= DATASET ENTRIES =
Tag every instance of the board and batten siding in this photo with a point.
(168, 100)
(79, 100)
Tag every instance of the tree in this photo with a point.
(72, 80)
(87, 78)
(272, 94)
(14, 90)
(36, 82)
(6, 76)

= THE EXERCISE =
Swap "Tag" for "Mark" in every row and reproduce the rows with nothing else altered.

= WORKED ANSWER =
Mark every instance of the board and batten siding in this photo with a point.
(168, 100)
(79, 100)
Mark every instance of the tree in this photo with a point.
(72, 80)
(87, 78)
(272, 94)
(14, 90)
(36, 82)
(6, 76)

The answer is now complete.